• _Do this_
Give the listing below again in full, exactly as written.

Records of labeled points
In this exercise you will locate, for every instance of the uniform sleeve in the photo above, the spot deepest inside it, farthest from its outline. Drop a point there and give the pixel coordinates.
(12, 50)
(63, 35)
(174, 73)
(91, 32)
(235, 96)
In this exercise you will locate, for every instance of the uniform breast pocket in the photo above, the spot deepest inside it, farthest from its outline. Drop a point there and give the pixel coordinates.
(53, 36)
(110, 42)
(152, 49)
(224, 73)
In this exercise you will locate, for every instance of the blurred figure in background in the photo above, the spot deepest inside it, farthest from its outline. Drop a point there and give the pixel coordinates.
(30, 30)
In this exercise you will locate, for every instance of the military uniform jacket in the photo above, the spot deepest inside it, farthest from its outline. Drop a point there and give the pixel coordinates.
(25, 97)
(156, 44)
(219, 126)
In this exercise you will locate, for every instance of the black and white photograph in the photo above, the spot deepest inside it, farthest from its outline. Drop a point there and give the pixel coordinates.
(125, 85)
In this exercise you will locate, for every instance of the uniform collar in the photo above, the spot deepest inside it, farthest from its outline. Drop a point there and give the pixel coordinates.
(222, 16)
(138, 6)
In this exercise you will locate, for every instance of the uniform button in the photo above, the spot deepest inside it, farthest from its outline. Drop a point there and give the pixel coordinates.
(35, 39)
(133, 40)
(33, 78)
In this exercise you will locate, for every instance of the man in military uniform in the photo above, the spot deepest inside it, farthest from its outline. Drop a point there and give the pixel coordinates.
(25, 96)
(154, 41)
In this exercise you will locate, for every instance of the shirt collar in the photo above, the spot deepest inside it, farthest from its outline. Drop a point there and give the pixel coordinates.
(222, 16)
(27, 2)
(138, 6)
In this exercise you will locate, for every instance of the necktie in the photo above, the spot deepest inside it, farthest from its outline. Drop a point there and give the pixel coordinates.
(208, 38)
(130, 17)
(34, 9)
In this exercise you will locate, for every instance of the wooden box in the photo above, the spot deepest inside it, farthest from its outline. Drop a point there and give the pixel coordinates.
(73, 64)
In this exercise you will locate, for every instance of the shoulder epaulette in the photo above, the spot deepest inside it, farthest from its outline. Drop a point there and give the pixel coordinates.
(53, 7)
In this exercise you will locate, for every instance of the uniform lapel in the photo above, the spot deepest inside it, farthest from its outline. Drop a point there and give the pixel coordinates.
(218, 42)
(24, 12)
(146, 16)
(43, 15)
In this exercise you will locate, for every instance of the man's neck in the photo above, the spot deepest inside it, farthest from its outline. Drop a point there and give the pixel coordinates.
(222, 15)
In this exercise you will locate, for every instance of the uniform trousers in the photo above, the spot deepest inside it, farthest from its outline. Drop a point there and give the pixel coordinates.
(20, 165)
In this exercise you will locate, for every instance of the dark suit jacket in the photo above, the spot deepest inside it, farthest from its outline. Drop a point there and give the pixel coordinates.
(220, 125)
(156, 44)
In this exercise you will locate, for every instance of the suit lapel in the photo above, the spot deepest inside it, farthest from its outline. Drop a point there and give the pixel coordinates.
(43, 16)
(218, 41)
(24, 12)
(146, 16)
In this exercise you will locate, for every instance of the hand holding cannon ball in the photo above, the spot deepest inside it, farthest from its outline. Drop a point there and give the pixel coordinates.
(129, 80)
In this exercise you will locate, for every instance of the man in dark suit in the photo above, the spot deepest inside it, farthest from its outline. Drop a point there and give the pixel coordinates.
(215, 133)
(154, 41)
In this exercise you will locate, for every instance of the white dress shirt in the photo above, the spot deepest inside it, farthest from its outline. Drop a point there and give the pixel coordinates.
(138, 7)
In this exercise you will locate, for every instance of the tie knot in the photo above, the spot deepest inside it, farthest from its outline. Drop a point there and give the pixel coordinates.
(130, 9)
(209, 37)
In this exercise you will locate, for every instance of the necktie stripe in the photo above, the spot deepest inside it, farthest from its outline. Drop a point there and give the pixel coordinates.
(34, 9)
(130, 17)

• _Result below_
In this exercise you will locate, for every instance of the uniform sleeve in the photo above, the spot deepest inside it, farthest from its outline. Drop a point there and give the pixel coordinates.
(12, 50)
(63, 35)
(174, 73)
(91, 32)
(235, 96)
In this exercise you will locate, for every instance of the uniform breast pocket in the photo above, the spot deepest inside it, farthest from its outline. Drop a point there and give the pixel coordinates.
(53, 36)
(110, 42)
(152, 49)
(224, 73)
In this exercise you will locate, for every instance of the blurred figure in background in the photo above, the spot deepest inside it, farthest from its outline. Drop a point there and give the pixel coordinates.
(30, 30)
In this exercise you will locate, for every instance of the military uniform jacket in the photo above, the spot deepest inside it, farthest from its outline. Drop a point there and give the pixel coordinates.
(25, 97)
(156, 44)
(219, 126)
In this exercise you will locate, for every instance of the black and white photograph in the photo above, the spot deepest inside it, farthest from its outline. Drop a point there and give the pixel coordinates.
(125, 85)
In this exercise you will locate, for every instance of the uniform collar in the photo above, the spot deepest inside it, farthest from its outline. Drop a point there and give the pixel coordinates.
(222, 16)
(138, 6)
In this exercise you will locate, for every instance of the uniform button in the photo above, the spot deepest inside it, farthest from its outline. Drop a point there and give the pixel coordinates.
(35, 39)
(133, 40)
(33, 78)
In this exercise you will locate, for every instance of the man in military uniform in the photo above, the spot deepest inside it, farthest from its outline. Drop a point there and give the pixel coordinates.
(25, 96)
(154, 41)
In this exercise you will locate, for every instance of the shirt collar in the photo above, the spot deepest inside it, farthest from its outline. Drop a point there and give the pixel coordinates.
(222, 16)
(27, 2)
(138, 6)
In this exercise you will locate, for every instance of the necktie in the photo above, the spot deepest inside it, farthest from its outline. Drop a point there and give the pixel coordinates.
(208, 38)
(130, 17)
(34, 9)
In this exercise you will locate, for every instance of the wooden box in the photo above, the spot deepest inside it, farthest from its outline. Drop a point there and give the pixel coordinates.
(73, 64)
In this exercise you will locate, for every instance of the shoulder epaulette in the photo above, the spot deepest inside it, farthest from its outline. Drop a point there and give the pixel coordinates.
(53, 7)
In this exercise you will locate, for every instance of the uniform lapel in the photo above, the spot deepest inside it, farthest from its outline. Drop a point there and give the pixel coordinates.
(218, 42)
(24, 12)
(146, 16)
(43, 15)
In this exercise you will locate, for every instance of the man's neck in the photo above, the spot deepest inside it, farthest from its outline. Drop a point there and give the pixel coordinates.
(222, 15)
In this exercise you will locate, for every instance of the uniform trousers in the photo above, the spot deepest inside it, farthest from its outline. Drop a point there and give the pixel coordinates.
(20, 165)
In this exercise you will locate, for every instance of the dark suit jacket in the photo above, the spot deepest inside it, farthest from its outline. Drop a point there and give the pixel coordinates.
(220, 125)
(156, 44)
In this exercise you will locate, for every instance of the suit lapel in the photo above, the spot deepest inside it, farthest from its outline. Drop a point there and give the pixel coordinates.
(43, 16)
(218, 41)
(24, 12)
(146, 16)
In this exercise you will locate, for every instance of the hand holding cannon ball in the photo above, the spot deepest inside it, farthest from its outline. Drop a point there and give the pixel coordinates.
(129, 80)
In this exercise you will locate, for every instance of the man in dark suit in the photo above, the spot deepest inside it, farthest from its outline. Drop a point there and give the pixel coordinates.
(215, 133)
(154, 41)
In this exercise you will locate, for every instance of the white dress shirt in the photo above, the spot deepest inside it, farthest from its outline. Drop a point there and give the pixel coordinates.
(138, 7)
In this exercise you will locate, for every instance of the tie knot in the photo above, the spot deepest inside it, farthest from its outline. Drop a point there and give the pixel coordinates.
(130, 9)
(209, 37)
In this exercise you will locate, for every instance of the necktie stripe in the photo above, the spot deepest inside it, farthest from its outline. Drop a point there and give the pixel coordinates.
(34, 9)
(130, 17)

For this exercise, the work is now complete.